━━ Input records ━━
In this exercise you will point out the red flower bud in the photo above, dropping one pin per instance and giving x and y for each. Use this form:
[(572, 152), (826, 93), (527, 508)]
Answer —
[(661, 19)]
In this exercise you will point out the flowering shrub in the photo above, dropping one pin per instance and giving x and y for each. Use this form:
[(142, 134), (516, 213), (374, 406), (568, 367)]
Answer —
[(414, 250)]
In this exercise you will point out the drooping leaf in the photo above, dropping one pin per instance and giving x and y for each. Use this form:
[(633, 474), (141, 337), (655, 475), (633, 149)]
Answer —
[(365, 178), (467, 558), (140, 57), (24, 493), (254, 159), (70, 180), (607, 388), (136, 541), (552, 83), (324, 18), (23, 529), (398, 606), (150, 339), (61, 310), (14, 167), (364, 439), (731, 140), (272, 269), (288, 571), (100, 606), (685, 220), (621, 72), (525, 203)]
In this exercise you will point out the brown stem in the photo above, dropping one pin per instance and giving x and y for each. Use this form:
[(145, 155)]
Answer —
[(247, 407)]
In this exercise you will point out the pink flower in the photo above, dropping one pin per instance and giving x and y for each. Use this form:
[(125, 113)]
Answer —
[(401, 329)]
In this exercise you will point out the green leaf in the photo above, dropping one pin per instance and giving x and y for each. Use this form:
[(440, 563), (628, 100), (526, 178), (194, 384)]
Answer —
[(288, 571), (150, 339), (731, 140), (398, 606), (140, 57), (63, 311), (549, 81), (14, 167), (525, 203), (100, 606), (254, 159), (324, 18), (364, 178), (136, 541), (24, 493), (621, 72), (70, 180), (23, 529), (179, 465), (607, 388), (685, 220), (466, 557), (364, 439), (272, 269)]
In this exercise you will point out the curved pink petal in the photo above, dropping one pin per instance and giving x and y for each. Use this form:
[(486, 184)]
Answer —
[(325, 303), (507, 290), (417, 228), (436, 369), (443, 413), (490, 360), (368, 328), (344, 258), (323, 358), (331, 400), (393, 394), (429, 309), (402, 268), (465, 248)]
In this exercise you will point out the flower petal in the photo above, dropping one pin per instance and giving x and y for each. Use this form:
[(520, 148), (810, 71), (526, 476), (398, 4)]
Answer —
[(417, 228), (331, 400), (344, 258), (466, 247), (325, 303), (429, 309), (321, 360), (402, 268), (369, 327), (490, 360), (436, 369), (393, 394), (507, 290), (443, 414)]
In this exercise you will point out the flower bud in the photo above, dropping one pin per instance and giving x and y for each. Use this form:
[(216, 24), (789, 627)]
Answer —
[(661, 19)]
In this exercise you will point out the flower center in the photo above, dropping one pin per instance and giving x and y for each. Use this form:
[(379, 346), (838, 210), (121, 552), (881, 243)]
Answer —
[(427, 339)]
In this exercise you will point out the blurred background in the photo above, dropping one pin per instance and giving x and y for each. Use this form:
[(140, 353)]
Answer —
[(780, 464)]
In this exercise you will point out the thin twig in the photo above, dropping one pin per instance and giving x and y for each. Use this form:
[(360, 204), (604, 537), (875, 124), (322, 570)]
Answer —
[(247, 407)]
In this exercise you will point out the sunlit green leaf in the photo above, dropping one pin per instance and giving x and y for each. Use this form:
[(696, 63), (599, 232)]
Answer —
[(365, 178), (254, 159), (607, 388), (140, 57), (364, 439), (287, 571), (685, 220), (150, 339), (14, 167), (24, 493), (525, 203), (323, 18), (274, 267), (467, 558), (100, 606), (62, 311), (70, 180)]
━━━
What the task asks — Report each line of the records that holds the word "leaf".

Your response —
In this exercise you will point out the drooping leaf in the photo above, dropping one pin per instance and giving x and y for each. Use this form:
In this exercise you will point out the green leaf in the photo above, dropping one pin per instance and giving x and y for each. Use this form:
In this exercise you will point out the sunlit green leaf in the photo above, dropping one pin per instance and giving x and y for each. Use this form:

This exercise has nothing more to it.